**TASK MATERIAL:**
+--

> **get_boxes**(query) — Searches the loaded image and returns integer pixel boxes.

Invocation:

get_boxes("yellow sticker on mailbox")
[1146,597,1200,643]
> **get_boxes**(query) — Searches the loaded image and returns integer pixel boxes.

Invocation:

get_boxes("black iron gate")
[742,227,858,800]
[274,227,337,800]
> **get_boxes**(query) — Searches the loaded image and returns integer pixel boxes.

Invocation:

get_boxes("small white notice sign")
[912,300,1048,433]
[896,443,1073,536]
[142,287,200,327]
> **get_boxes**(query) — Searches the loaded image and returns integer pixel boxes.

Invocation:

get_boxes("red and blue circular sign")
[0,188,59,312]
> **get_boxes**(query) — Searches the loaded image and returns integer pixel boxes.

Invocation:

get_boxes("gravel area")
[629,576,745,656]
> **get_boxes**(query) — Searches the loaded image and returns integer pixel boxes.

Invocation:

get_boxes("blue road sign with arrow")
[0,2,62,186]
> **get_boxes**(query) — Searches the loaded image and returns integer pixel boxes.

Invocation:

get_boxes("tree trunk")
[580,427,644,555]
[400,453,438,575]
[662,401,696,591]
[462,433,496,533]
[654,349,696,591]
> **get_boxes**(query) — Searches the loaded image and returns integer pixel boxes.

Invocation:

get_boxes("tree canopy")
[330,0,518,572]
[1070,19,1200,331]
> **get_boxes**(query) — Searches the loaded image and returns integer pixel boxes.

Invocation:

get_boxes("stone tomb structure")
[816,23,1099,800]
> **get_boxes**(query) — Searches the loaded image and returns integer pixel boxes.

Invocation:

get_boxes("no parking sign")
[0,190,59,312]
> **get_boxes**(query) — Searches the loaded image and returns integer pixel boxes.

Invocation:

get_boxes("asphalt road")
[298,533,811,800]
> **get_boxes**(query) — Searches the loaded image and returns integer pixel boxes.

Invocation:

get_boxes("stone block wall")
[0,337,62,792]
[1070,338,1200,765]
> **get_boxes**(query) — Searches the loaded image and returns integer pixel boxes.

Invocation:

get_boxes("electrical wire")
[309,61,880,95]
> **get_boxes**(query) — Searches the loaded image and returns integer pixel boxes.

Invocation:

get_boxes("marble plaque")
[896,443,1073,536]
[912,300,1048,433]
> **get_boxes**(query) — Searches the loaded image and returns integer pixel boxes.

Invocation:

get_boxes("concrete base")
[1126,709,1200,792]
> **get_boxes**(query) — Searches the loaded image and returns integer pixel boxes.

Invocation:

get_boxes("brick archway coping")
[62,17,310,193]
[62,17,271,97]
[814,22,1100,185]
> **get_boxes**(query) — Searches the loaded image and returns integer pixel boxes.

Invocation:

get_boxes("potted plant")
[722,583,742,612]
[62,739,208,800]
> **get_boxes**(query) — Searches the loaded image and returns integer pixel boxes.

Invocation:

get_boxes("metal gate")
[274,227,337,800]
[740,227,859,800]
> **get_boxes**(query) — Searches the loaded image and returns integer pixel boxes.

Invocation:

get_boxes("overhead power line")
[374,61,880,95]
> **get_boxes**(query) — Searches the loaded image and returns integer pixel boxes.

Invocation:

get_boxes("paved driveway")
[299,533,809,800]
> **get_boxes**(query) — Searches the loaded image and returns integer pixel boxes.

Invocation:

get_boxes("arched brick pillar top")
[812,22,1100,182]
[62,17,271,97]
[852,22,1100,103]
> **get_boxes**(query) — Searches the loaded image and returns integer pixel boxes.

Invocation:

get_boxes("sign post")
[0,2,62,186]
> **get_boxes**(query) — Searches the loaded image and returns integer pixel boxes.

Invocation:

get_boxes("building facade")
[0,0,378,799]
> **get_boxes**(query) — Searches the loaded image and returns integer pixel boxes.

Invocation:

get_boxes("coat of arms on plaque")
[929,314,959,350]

+--

**EXERCISE OBJECTIVE:**
Extract every line of the listing above and reproduce it unchanged, in the same order.

**WORKED SOLUTION:**
> **get_boxes**(query) — Searches the loaded image and returns integer pixel boxes.

Invocation:

get_boxes("yellow sticker on mailbox")
[1146,597,1200,643]
> **get_boxes**(query) — Searches the loaded image and returns integer pixel boxes.

Invocation:

get_boxes("black iron gate")
[742,227,858,800]
[274,227,337,800]
> **get_boxes**(query) — Searches the loaded image and returns integer pixel boxes.

Invocation:

get_boxes("small white notice sign")
[912,300,1048,433]
[896,443,1073,536]
[142,287,200,327]
> **get_boxes**(query) — Searches the loaded image and returns integer pixel boxes.

Invocation:

get_boxes("red and blue circular sign")
[0,188,59,312]
> **get_boxes**(query) — Searches the loaded image and returns integer pixel boxes.

Invocation:

get_boxes("gravel area")
[629,576,745,656]
> **get_boxes**(query) — Searches the loaded image and returns integer pixel boxes.

Invocation:

get_boxes("blue road sign with arrow")
[0,2,62,186]
> **get_boxes**(query) — Searches the loaded image and returns integer pixel boxes.

Invocation:

get_boxes("tree trunk")
[580,427,644,555]
[400,453,438,575]
[662,401,696,591]
[462,433,496,533]
[654,349,696,591]
> **get_boxes**(query) — Searches the loaded image and returns integer pixel boxes.

Invocation:

get_boxes("tree canopy")
[330,0,518,572]
[1070,19,1200,331]
> **get_boxes**(query) — Searches the loaded image and returns integer pixel boxes.

Invocation:

get_boxes("stone tomb structure")
[816,23,1099,800]
> **get_boxes**(query) — Searches the loaded image and returns integer pixel boxes.

Invocation:

get_boxes("no parking sign")
[0,190,59,312]
> **get_boxes**(query) — Searches the loaded image and returns integer pixel boxes.

Invocation:

get_boxes("asphalt road")
[298,533,811,800]
> **get_boxes**(query) — Searches the loaded image and returns integer pixel boxes.

Invocation:

get_boxes("stone block wall")
[0,337,62,792]
[1070,338,1200,765]
> **get_boxes**(query) — Searches the loaded image and returns integer pixel boxes.

Invocation:

get_boxes("electrical wire")
[309,61,880,95]
> **get_boxes**(query) — Searches the loaded image and returns integer pixel boxes.

Invocation:

get_boxes("marble plaque")
[896,443,1073,536]
[912,300,1048,433]
> **get_boxes**(query) — Searches the loaded image and returns integer pixel boxes.

Invocation:

get_boxes("concrete base")
[1126,709,1200,792]
> **get_boxes**(query) — Searches the loaded image and returns integer pixel boxes.

Invocation:

get_boxes("brick archway coping")
[62,17,310,193]
[62,17,271,97]
[814,22,1100,185]
> **get_boxes**(query) — Searches the loaded image and returns integer pixel boxes.

Invocation:

get_boxes("potted plant")
[722,583,742,612]
[62,739,208,800]
> **get_boxes**(query) — Searches the loaded image and returns integer pixel boxes.

Invocation:

get_boxes("metal gate")
[274,227,337,800]
[740,227,859,800]
> **get_boxes**(query) — Searches the loaded image and returns integer pixel boxes.

Invocation:

get_boxes("overhead power line")
[374,61,880,95]
> **get_boxes**(query) — Searches the loaded image and returns integer pixel boxes.

Invocation:

get_boxes("paved driveway")
[299,533,809,800]
> **get_boxes**(query) — Searches the loaded image and returns integer pixel boxes.

Invocation:

get_boxes("arched brick pillar top")
[812,22,1100,182]
[62,17,271,97]
[852,22,1100,103]
> **get_boxes**(query) — Searches the loaded image and returns integer pixel boxes.

Invocation:

get_boxes("sign post")
[0,2,62,186]
> **get_boxes**(query) — Searches the loaded image and returns integer pixel boxes.

Invocation:

get_boxes("building facade")
[0,0,378,799]
> **get_boxes**(query) — Searches the loaded image and returns integer pixel boxes.

Invocation:

get_boxes("coat of arms on plaque")
[929,314,959,350]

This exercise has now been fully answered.